## REQUIREMENT
Copy the lines word for word. Begin at the line that contains "Note to the class: point to the headlight" and end with the final line of the data.

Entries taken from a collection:
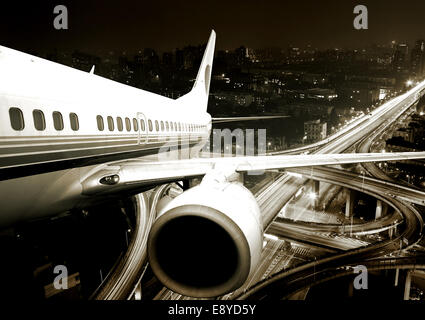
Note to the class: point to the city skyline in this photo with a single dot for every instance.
(163, 26)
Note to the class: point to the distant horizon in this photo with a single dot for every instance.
(164, 26)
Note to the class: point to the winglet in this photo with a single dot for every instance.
(198, 96)
(204, 74)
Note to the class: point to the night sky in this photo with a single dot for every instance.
(100, 26)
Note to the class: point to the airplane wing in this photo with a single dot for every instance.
(234, 119)
(137, 173)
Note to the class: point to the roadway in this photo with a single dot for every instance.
(286, 282)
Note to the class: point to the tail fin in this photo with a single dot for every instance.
(201, 87)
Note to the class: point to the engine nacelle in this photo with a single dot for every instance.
(208, 240)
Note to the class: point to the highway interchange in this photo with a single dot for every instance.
(293, 251)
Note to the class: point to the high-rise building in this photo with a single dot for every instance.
(401, 57)
(418, 59)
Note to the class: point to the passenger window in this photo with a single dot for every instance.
(100, 124)
(127, 124)
(57, 120)
(73, 118)
(135, 124)
(110, 123)
(119, 124)
(16, 119)
(39, 121)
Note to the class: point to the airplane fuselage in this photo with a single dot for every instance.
(58, 123)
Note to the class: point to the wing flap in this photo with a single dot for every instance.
(138, 173)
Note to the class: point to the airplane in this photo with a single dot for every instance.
(71, 139)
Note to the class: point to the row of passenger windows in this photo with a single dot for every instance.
(18, 123)
(159, 125)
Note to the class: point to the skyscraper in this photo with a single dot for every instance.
(417, 65)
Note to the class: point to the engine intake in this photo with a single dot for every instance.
(208, 240)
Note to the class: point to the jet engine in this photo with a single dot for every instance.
(208, 240)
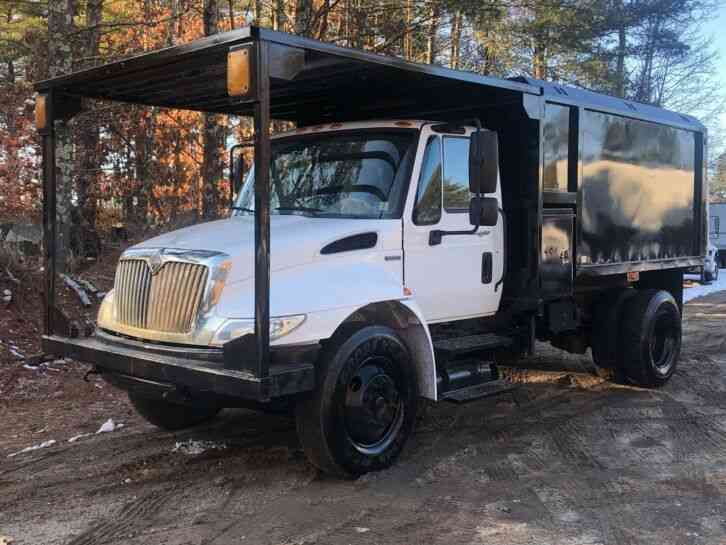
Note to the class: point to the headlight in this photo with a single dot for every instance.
(107, 311)
(279, 327)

## ANSWER BOX
Note to the class: point to the headlight in this photo with a single dot for every instance.
(107, 311)
(279, 327)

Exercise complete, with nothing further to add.